Source records
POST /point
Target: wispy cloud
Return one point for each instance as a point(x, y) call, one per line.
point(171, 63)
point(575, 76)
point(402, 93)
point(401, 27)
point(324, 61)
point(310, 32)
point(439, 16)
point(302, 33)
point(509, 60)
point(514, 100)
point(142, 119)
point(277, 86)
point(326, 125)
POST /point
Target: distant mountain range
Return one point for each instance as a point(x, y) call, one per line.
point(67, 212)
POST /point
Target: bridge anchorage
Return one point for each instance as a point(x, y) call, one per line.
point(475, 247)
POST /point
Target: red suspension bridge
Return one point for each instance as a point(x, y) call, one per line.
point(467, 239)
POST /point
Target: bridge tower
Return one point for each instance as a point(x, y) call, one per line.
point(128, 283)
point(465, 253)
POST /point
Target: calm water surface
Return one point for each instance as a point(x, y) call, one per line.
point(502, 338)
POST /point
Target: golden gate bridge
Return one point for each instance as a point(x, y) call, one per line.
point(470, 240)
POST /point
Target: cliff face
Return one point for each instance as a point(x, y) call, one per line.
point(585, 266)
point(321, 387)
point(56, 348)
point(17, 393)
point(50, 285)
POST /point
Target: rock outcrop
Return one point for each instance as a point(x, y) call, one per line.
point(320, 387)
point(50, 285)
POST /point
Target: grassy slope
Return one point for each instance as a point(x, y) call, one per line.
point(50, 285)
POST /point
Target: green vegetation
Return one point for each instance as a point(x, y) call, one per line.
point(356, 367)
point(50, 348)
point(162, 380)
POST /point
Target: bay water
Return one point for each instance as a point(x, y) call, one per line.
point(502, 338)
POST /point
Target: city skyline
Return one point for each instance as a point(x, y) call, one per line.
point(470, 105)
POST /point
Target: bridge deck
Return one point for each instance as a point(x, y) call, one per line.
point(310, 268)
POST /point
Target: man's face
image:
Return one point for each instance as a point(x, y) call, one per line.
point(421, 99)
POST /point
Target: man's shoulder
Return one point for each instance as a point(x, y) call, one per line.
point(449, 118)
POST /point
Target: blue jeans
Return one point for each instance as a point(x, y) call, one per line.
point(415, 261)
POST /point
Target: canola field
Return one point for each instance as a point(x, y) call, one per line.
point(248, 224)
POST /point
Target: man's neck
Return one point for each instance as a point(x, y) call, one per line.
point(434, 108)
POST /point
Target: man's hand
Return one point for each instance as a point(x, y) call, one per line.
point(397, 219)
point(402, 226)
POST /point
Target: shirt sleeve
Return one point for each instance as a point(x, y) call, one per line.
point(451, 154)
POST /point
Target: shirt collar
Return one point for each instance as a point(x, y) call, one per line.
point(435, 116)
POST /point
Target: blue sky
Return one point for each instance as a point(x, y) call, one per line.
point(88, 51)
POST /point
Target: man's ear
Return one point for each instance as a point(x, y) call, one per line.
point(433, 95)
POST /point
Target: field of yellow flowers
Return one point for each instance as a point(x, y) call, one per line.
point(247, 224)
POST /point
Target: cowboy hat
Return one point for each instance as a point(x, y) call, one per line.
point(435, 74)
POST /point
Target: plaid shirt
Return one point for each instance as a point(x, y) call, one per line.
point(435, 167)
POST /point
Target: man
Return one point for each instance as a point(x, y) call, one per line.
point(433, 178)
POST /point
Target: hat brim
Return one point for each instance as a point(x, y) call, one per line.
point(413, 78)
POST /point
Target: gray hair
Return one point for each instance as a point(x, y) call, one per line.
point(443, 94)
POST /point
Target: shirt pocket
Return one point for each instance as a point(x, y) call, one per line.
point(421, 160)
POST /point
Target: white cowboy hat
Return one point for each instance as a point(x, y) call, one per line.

§ Description of the task
Reproduce the data from its first line through the line containing "point(326, 125)", keeping every line, requests included. Offset each coordinate in the answer points by adding 86 to it.

§ Solution to this exercise
POST /point
Target: wispy cloud
Return one point for each instance as a point(x, y) call, one per line.
point(257, 149)
point(661, 162)
point(488, 179)
point(487, 113)
point(410, 147)
point(396, 118)
point(525, 102)
point(388, 119)
point(595, 146)
point(600, 186)
point(228, 205)
point(363, 172)
point(412, 211)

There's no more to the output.